[BOGOTA] Controversy is growing in Colombia over the government's decision to go ahead with the commercial cultivation of genetically modified (GM) cotton.
Colombian farmers have already planted 6,500 hectares of commercial Bt cotton — which has been genetically modified to resist the bollworm pest — in the north of the country, to be harvested in February or March. The government also plans to allow the planting of GM crops, such as maize, in other regions of the country.
But the government's move has been criticised by environmental groups, who argue that GM crops should not be planted without an 'environmental licence' — a certificate issued by the environment ministry authorising projects that may affect biodiversity, such as new roads and various industrial and agricultural activities.
"There has not been sufficient technical evaluation of the impact of introducing GM cotton," says Germán Velez, director of Fundación SwissAid, a nongovernmental organisation that is campaigning against the introduction of GM crops in Colombia.
In response to such comments, Ana Luisa Díaz from the Colombian Institute of Agriculture, says that trials have shown that Bt cotton does not harm the environment or produce allergies in humans. "It reduces production risks and costs, as well as attacks of five [types of pest], and gives the farmer better yields," she says.
Carlos Gustavo Cano, the Colombian minister of agriculture, defends the government's decision to allow Bt cotton to be planted, arguing that the crop is "a very promising technological option which could improve our cotton".
And Rafael Mejía, the director of the Colombian Society of Farmers said that even though his organisation encourages a variety of farming methods — including conventional, organic and GM techniques — "with GM crops we could be more competitive in certain products and markets".

• _GIVEN ENTRIES_:

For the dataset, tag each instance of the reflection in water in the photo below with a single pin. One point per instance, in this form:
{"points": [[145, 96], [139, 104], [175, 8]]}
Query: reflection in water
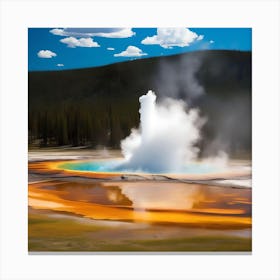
{"points": [[155, 196]]}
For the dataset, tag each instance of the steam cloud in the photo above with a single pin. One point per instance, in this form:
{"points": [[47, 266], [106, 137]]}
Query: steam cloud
{"points": [[166, 139]]}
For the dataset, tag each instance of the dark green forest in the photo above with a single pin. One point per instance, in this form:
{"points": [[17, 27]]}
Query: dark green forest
{"points": [[99, 106]]}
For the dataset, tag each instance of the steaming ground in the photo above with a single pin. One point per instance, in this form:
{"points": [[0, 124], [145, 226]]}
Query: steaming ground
{"points": [[167, 137]]}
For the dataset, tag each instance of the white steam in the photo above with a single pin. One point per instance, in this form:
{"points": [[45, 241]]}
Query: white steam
{"points": [[166, 139]]}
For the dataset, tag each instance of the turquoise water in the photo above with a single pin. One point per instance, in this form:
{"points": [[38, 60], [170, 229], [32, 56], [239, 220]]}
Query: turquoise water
{"points": [[117, 166]]}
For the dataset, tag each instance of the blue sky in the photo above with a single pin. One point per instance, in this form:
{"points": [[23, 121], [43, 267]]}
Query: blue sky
{"points": [[72, 48]]}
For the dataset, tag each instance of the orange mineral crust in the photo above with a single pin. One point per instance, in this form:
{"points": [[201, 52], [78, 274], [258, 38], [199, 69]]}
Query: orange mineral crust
{"points": [[151, 202]]}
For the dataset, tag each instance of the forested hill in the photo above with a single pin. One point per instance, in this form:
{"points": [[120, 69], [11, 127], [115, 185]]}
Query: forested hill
{"points": [[99, 106]]}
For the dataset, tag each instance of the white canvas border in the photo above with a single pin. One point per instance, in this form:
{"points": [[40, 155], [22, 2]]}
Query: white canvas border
{"points": [[17, 16]]}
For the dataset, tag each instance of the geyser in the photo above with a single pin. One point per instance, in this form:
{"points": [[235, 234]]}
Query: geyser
{"points": [[165, 141]]}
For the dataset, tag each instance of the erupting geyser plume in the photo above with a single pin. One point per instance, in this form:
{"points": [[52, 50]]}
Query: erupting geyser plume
{"points": [[166, 139]]}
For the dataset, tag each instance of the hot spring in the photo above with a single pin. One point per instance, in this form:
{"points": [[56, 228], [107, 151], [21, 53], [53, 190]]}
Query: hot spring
{"points": [[165, 142]]}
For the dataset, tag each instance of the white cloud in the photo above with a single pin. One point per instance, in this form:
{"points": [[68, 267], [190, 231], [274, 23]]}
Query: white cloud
{"points": [[172, 37], [94, 32], [73, 42], [46, 54], [131, 51]]}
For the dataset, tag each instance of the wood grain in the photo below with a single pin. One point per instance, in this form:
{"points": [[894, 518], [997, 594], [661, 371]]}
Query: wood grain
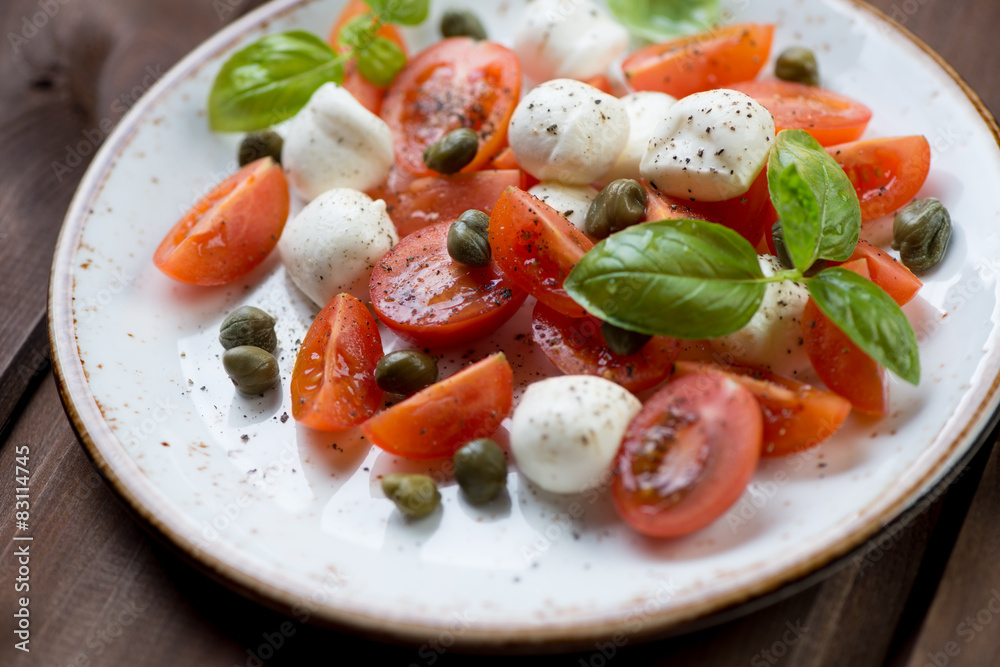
{"points": [[104, 593]]}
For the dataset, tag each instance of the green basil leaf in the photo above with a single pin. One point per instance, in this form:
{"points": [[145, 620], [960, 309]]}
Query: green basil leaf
{"points": [[661, 20], [870, 318], [381, 61], [270, 81], [839, 209], [798, 211], [681, 278]]}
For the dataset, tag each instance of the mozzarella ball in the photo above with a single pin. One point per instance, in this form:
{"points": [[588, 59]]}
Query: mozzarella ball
{"points": [[566, 431], [645, 112], [335, 142], [572, 39], [332, 245], [772, 339], [570, 200], [568, 131], [710, 147]]}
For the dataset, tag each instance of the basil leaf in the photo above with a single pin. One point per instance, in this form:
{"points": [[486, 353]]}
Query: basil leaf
{"points": [[798, 211], [270, 81], [661, 20], [381, 61], [839, 209], [870, 318], [680, 278]]}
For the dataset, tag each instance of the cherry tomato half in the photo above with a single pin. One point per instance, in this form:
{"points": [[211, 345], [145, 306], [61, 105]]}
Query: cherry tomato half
{"points": [[426, 297], [575, 346], [701, 62], [333, 382], [797, 416], [829, 117], [438, 420], [687, 456], [457, 82], [886, 173], [537, 248], [230, 230]]}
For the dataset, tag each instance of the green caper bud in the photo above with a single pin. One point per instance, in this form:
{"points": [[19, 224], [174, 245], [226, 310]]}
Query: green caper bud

• _TASKS AND EXERCISES_:
[1] According to the text on GM cotton in Colombia, how many hectares of commercial Bt cotton have Colombian farmers already planted?
[2] Pick up the text on GM cotton in Colombia after its last sentence and carry it on.

• _ANSWERS FOR THIS EXERCISE_:
[1] 6,500 hectares

[2]
In 2000, Colombia approved the commercial planting of GM blue carnation, but only for the export market. Universities and research centres across the country are also carrying out research in GM varieties of crops that are key to the Colombian economy, such as coffee, banana, sugarcane and tropical fruits.
But Velez complains that there has been little public debate about the use of GM crops in Colombia, and few surveys to assess public opinion on the issue. Indeed even the farming community seems to be deeply divided on the issue. In a survey carried out by the Colombian Society of Farmers last year, while 50 per cent of farmers said they would be willing to use GM technology, 46 per cent said they wouldn't, and 4 per cent were unsure.
The Colombian Ministry of Agriculture points out that four other Latin American nations — Argentina, Honduras, Mexico and Uruguay — have approved GM crops, and that more than a fifth of the world's GM crops are grown in Argentina. In contrast, however, the rest of Latin America grows only 1 per cent of the world's GM produce.